Fuente:
=-=-=

FJ: Las especulaciones de Adorno renuevan de manera inesperada sus lazos con las tradiciones utópicas más antiguas y más tenazmente arraigadas: abolir la propiedad privada. Pero ahora es la propiedad privada del yo la que debe abolirse.

¿No nos dejaría esta renuncia a la forma suprema de la propiedad privada en un estado irreconocible ya como humano? Es una consecuencia que Adorno estaba dispuesto a contemplar, como atestigua su ideal ético y sólo parcialmente irónico: "vivir como buenos animales". La utopía por lo tanto, el desvanecimiento del "instinto" de autopreservación, emergería como un estado en el que, como ocurre con los animales, se volviese concebible la vida en el puro presente: una vida privada de todos esos temores de supervivencia y de las ansiedades por el futuro, toda esa interminable lucha táctica y estratégica y esa preocupación que produce. Es una idea aterradora, hasta el punto de que plantea la otredad radical suprema y fomenta visiones del futuro lejano en las que habremos perdido casi todo lo que nos hace identificables como humanos ante nosotros mismos: una visión de una población de seres sensibles que se alimentan en el eterno presente de un jardín sin agresividad ni necesidad. En dicho futuro de hecho, nos habremos convertido en alienígenas en el sentido de la ciencia ficción.
 


fragmentos para una posteridad desintegrada















gratitud por la melancolía compartida.
hemos hablado de la vida como de un muerto.

cómo te has volatilizado, futuro!
 


los viajes empiezan a pegar muy mal,
Buzz Aldrin vuelve de la Luna y se entierra en una profunda depresión:

"¿adónde vas después de haber estado en la Luna?"


Charlie Duke describió el horror que sintió al darse cuenta de que su vida a partir de entonces no podía ser sino un largo y lento anticlímax: "todo aquel esfuerzo y creatividad, ¿para qué habían servido? ¿para el desarrollo del Teflón? ¿para tomar unas cuántas fotos?. En 1972 el espacio ya no le interesaba a nadie".

=-=-=

Problema planteado: Reproduce del texto el tramo que va desde "FJ: Las especulaciones" hasta "que debe abolirse.". Los datos no tienen relación con el texto.

Bloque de datos:
=-=-=

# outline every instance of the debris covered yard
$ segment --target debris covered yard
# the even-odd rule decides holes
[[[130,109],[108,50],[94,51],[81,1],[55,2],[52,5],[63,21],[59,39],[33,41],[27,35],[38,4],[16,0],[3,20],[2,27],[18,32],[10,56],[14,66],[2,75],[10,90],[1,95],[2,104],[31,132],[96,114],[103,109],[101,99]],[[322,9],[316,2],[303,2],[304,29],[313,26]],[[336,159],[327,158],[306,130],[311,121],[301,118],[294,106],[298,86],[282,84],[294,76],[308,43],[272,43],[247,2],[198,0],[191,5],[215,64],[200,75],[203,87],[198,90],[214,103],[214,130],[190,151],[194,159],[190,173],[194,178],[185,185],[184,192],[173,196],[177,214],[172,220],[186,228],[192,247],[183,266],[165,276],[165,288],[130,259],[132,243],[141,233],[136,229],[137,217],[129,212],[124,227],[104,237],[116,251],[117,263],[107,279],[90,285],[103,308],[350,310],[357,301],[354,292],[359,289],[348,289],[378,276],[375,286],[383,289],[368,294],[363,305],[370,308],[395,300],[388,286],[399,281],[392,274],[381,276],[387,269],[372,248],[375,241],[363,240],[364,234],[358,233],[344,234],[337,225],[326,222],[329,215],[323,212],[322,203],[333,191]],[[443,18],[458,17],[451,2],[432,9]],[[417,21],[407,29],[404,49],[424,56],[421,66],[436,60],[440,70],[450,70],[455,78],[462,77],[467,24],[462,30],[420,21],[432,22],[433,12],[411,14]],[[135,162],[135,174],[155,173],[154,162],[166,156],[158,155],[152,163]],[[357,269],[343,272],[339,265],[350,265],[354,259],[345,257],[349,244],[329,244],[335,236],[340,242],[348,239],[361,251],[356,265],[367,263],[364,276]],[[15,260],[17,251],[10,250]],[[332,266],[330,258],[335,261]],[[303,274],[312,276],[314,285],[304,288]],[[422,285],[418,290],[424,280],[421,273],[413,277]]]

=-=-=

Resultado:
FJ: Las especulaciones de Adorno renuevan de manera inesperada sus lazos con las tradiciones utópicas más antiguas y más tenazmente arraigadas: abolir la propiedad privada. Pero ahora es la propiedad privada del yo la que debe abolirse.